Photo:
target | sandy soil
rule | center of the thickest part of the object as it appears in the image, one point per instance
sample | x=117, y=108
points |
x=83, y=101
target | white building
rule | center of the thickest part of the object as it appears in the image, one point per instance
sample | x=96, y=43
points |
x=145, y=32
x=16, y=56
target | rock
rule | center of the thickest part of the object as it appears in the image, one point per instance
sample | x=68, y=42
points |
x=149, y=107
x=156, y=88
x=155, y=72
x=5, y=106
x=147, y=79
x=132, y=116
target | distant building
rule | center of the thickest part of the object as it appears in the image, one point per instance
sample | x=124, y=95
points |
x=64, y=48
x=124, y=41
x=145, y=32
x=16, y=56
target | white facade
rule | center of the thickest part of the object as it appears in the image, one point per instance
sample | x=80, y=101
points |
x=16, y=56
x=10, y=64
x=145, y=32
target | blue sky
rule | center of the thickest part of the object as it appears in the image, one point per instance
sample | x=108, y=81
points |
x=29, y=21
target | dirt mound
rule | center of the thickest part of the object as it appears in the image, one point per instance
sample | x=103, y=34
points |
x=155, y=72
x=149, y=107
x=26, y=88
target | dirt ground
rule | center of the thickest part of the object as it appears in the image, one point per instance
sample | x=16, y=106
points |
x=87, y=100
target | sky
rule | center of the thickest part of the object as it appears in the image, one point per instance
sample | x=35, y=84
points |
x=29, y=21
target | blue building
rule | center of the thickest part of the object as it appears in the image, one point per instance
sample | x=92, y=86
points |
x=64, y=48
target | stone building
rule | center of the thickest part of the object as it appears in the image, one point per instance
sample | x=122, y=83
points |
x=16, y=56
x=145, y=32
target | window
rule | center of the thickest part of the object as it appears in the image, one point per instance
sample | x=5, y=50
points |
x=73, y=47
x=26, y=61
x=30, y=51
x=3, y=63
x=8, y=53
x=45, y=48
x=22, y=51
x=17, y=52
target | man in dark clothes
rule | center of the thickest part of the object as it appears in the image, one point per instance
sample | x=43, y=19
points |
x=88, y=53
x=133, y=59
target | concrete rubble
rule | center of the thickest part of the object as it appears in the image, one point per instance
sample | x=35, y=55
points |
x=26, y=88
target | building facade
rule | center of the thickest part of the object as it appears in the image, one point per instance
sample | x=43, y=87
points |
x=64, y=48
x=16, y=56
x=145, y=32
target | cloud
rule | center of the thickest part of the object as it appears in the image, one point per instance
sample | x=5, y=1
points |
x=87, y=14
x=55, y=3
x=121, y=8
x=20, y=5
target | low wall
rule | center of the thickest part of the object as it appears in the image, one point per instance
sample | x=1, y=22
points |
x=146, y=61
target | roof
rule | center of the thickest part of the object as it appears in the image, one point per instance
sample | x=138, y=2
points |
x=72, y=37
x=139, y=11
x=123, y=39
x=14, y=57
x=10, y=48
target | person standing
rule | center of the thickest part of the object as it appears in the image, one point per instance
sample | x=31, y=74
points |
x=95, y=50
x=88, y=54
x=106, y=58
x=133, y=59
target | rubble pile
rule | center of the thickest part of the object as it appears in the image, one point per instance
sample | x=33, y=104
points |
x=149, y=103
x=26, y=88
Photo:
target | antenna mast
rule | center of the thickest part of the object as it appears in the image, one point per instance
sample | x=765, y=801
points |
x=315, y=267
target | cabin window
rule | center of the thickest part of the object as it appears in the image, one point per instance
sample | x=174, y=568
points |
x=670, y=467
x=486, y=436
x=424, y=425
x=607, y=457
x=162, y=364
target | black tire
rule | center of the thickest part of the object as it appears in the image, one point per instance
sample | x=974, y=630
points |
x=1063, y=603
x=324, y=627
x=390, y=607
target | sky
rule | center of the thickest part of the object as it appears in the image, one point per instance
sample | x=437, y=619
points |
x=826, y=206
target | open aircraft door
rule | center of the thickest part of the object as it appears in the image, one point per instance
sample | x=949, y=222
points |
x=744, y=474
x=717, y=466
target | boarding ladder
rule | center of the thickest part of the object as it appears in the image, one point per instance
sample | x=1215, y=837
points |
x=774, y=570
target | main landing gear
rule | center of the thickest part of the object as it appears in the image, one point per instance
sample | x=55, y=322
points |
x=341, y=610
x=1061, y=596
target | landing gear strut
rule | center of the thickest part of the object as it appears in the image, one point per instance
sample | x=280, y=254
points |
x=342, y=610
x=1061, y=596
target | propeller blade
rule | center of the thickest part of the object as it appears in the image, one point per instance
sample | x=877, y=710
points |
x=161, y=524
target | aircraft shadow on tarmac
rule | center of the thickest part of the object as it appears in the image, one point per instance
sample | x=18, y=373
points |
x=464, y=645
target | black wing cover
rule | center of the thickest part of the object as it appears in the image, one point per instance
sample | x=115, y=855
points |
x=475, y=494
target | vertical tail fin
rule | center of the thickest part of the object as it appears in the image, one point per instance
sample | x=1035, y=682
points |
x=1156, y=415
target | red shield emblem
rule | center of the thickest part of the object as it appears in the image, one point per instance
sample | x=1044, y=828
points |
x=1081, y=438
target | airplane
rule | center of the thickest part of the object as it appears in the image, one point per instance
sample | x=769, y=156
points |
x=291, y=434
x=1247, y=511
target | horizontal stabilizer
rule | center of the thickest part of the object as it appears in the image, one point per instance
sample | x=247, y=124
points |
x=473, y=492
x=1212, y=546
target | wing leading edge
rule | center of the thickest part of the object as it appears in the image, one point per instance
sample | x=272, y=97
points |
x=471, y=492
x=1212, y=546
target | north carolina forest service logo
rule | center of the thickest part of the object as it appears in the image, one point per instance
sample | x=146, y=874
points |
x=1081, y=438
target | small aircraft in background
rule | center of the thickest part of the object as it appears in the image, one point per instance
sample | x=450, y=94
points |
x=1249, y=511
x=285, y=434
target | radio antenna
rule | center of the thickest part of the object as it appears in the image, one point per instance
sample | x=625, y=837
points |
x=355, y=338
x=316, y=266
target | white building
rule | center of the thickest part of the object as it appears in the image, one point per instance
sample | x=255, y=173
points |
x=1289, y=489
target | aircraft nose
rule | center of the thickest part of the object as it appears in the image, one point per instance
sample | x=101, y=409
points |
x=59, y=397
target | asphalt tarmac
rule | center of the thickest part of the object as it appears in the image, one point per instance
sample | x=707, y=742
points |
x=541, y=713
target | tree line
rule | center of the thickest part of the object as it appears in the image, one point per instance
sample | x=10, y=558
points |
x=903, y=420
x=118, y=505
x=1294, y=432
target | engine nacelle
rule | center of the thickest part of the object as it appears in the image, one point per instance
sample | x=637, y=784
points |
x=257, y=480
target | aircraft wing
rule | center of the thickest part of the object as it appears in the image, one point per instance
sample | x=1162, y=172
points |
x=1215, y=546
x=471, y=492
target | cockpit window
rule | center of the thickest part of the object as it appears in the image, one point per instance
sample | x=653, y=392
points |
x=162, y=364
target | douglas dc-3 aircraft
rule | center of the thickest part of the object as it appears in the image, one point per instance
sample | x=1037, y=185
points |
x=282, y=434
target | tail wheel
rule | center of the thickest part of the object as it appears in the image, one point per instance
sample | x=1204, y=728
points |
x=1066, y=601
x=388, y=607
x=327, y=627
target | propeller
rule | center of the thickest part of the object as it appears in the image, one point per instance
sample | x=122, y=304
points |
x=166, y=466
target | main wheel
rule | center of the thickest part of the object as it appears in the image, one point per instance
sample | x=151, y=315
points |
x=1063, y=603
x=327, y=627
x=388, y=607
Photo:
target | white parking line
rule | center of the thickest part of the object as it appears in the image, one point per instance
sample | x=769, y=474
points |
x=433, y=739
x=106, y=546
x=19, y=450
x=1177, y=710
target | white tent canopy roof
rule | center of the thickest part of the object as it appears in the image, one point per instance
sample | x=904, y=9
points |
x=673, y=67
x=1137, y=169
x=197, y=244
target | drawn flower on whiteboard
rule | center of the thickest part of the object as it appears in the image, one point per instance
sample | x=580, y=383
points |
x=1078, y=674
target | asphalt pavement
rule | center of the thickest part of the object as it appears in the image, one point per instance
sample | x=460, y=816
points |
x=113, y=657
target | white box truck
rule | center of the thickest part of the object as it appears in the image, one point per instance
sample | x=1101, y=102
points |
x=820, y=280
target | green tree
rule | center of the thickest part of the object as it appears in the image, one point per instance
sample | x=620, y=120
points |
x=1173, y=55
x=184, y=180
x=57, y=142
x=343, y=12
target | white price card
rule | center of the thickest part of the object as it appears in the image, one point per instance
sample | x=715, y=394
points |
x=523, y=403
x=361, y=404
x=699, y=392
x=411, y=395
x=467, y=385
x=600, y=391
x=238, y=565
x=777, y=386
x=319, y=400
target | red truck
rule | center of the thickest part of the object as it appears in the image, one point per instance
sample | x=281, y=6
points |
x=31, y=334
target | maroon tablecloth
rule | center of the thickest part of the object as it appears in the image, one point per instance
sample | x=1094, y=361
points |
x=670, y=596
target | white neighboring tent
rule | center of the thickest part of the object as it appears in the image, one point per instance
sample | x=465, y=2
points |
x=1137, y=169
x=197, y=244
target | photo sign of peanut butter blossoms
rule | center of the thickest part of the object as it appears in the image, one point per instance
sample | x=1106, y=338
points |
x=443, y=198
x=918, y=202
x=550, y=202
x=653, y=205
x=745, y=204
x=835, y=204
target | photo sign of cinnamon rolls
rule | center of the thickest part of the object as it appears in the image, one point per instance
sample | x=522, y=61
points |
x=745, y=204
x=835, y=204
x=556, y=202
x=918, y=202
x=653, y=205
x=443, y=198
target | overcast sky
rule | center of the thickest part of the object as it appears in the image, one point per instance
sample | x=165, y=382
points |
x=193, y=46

....................

What you should do
Working through the entries above, copy every line in which "tarmac" is found.

Your response
target | aircraft shadow on tarmac
target | asphalt tarmac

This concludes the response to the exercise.